• What is expected:
Copy the lines verbatim, beginning with the very first one and ending with the line that contains "(800, 66), (991, 254)".

◆ ◆ ◆

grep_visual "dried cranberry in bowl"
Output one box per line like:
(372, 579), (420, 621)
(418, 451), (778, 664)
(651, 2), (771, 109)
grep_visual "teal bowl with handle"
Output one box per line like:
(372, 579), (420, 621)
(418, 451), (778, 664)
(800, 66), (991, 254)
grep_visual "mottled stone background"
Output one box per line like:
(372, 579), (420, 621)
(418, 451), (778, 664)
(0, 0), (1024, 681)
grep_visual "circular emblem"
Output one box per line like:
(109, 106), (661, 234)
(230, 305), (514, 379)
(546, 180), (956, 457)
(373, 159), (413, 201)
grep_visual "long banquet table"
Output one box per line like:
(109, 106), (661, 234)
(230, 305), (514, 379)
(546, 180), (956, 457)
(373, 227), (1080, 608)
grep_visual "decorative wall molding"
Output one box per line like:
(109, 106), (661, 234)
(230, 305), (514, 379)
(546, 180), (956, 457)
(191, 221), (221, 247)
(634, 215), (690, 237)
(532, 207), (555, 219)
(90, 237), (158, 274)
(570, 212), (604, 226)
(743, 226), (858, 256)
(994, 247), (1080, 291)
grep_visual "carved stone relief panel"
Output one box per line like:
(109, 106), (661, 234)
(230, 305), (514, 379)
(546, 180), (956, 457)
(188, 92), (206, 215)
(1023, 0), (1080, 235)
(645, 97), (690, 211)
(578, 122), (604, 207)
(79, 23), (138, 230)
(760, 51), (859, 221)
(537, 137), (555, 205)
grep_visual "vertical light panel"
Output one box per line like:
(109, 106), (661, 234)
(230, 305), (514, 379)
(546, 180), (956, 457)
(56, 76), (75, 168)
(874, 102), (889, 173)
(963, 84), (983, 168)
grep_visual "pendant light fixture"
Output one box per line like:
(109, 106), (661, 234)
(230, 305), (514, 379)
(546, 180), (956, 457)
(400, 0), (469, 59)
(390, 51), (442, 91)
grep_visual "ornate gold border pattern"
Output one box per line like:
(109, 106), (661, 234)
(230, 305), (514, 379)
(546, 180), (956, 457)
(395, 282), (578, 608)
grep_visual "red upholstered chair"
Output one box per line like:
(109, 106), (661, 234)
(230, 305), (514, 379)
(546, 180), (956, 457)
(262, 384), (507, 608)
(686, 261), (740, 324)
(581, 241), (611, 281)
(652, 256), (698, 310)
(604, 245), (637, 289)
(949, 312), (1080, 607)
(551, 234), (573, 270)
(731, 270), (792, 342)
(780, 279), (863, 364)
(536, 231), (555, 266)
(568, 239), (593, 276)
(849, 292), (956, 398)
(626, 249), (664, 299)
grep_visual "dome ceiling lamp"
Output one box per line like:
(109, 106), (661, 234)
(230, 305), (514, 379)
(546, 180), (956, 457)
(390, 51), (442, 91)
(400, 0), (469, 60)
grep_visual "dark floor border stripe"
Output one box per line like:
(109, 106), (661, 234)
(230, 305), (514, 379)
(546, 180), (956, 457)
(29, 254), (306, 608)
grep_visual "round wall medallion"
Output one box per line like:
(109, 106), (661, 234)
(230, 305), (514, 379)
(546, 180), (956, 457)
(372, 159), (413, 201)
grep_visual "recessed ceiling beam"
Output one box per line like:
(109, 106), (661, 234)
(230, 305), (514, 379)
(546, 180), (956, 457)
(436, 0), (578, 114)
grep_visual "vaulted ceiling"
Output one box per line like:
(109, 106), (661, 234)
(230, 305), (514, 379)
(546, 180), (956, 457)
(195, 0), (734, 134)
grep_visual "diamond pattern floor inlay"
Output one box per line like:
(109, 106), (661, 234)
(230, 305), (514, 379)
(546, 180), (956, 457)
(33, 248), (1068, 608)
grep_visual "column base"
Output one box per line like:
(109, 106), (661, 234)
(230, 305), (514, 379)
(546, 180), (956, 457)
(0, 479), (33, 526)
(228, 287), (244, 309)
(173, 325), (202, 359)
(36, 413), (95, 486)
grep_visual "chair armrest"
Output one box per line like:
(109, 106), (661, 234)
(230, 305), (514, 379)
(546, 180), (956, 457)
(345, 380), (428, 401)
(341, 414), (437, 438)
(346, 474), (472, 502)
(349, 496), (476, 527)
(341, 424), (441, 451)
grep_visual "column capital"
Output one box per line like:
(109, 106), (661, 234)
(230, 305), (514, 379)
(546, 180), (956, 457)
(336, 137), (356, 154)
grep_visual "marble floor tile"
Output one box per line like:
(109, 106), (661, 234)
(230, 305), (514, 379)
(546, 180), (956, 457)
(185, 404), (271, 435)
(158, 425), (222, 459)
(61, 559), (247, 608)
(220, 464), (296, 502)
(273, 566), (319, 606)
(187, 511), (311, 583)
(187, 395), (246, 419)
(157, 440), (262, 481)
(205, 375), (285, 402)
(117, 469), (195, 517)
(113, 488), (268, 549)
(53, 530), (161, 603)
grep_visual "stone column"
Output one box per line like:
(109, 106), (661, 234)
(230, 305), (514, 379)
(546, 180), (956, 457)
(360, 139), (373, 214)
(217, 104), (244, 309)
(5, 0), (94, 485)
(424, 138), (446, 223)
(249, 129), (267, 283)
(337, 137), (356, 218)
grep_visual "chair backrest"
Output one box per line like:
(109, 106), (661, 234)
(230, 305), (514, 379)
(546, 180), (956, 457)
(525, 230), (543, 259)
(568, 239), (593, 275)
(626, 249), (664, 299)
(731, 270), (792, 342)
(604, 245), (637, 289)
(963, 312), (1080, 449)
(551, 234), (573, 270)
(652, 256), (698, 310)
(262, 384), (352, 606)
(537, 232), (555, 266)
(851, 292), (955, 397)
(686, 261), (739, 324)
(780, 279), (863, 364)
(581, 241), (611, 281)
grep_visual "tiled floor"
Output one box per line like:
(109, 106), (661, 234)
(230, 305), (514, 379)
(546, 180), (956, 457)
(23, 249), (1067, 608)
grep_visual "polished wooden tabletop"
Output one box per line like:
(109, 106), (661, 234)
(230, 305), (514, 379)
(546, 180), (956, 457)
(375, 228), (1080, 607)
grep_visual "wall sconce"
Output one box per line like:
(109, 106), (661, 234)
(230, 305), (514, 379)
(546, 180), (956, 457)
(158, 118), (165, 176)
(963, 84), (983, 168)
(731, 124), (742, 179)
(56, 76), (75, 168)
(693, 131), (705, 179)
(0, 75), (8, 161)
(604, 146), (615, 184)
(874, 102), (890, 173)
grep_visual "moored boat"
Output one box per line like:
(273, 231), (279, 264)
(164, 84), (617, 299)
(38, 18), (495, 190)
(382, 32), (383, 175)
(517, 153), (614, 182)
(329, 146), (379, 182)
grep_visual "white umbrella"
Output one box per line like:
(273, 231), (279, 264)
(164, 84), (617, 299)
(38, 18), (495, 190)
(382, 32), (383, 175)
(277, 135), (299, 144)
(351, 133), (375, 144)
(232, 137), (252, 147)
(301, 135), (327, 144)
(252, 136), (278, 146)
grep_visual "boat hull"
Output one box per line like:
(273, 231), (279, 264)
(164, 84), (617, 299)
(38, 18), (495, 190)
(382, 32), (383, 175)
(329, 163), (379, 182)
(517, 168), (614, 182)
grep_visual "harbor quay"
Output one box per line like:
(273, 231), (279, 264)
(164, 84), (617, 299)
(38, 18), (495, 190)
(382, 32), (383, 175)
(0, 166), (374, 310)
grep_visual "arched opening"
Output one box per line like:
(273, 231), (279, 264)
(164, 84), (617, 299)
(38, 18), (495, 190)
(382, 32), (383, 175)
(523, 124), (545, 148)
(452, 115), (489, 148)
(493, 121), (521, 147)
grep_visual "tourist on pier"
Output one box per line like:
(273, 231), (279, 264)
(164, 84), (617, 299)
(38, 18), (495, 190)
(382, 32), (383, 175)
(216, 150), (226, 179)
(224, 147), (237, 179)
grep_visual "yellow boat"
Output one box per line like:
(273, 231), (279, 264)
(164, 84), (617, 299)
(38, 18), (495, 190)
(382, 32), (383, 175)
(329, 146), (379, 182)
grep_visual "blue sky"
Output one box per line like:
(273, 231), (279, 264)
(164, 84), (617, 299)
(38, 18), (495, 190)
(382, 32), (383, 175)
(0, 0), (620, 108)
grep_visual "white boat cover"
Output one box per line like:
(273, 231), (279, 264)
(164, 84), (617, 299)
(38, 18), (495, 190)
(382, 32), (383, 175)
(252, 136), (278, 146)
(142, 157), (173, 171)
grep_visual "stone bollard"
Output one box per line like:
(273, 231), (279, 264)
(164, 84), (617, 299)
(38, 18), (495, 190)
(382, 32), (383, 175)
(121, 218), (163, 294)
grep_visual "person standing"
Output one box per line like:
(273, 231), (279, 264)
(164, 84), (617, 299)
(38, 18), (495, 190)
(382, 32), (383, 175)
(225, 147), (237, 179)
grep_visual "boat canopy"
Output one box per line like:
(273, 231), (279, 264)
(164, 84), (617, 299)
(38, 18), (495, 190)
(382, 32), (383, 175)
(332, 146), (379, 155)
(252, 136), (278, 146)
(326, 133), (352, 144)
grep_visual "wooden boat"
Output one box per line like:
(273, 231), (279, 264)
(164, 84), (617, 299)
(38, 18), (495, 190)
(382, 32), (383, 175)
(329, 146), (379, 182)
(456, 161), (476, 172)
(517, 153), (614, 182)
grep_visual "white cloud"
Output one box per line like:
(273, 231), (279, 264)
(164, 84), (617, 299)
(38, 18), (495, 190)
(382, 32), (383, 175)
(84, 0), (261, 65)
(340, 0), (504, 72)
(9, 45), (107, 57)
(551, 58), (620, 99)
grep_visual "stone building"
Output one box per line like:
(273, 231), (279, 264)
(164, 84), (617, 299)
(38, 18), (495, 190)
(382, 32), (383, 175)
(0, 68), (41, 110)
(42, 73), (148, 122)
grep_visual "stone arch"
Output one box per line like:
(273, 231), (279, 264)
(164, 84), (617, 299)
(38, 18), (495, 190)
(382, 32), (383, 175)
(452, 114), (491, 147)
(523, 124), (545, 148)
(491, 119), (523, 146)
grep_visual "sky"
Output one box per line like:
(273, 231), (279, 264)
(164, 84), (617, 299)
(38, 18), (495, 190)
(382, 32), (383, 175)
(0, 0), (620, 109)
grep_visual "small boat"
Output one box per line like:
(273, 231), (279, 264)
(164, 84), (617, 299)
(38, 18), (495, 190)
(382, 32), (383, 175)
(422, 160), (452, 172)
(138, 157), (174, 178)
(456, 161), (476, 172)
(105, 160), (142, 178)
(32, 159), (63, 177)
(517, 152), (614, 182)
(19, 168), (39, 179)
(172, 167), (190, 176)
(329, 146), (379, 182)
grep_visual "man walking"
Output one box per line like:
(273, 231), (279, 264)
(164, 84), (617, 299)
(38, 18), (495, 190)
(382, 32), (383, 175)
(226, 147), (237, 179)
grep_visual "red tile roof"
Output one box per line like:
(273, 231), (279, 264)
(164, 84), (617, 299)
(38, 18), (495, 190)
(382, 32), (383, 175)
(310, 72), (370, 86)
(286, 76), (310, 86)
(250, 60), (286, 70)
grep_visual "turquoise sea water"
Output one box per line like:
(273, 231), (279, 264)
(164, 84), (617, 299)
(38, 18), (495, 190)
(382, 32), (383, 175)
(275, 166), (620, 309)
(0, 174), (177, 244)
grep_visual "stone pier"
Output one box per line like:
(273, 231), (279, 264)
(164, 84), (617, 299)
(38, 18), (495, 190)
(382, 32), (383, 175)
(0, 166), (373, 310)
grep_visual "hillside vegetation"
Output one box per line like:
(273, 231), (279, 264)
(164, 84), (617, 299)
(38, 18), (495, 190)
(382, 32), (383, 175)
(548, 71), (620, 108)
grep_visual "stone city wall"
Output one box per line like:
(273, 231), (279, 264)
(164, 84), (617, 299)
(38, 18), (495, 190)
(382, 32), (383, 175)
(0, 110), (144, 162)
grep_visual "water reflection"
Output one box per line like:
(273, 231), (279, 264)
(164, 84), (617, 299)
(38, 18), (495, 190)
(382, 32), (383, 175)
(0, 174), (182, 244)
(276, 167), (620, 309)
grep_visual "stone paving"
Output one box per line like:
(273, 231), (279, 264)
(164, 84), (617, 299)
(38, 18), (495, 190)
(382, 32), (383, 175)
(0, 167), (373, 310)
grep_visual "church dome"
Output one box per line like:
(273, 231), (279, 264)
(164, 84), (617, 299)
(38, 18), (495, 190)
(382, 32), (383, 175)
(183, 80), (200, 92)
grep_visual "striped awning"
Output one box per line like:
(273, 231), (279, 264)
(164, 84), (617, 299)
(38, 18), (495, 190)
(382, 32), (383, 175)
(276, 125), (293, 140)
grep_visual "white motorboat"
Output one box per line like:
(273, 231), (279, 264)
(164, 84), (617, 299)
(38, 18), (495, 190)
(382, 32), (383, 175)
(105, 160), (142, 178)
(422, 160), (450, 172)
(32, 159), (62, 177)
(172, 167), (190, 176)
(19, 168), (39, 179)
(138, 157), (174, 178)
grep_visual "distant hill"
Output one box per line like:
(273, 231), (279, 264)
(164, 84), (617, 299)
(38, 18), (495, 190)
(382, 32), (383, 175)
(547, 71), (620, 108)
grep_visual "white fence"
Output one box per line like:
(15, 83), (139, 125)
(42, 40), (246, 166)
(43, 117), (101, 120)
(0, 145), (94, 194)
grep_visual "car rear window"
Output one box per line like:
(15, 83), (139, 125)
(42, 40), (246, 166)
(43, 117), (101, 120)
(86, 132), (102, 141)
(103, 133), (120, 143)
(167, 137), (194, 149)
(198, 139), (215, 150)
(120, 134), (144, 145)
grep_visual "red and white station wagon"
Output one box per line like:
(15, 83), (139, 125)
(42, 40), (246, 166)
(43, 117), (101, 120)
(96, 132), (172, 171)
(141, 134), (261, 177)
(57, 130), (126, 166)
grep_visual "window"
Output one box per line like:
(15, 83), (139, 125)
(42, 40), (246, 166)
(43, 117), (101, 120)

◆ ◆ ◆

• Answer for this exercise:
grep_visual "dried cranberry in bowl"
Output one box per line like:
(372, 579), (420, 621)
(418, 451), (778, 664)
(651, 2), (771, 109)
grep_visual "teal bowl with handle"
Output one box per line like:
(372, 579), (420, 621)
(418, 451), (778, 664)
(800, 66), (991, 254)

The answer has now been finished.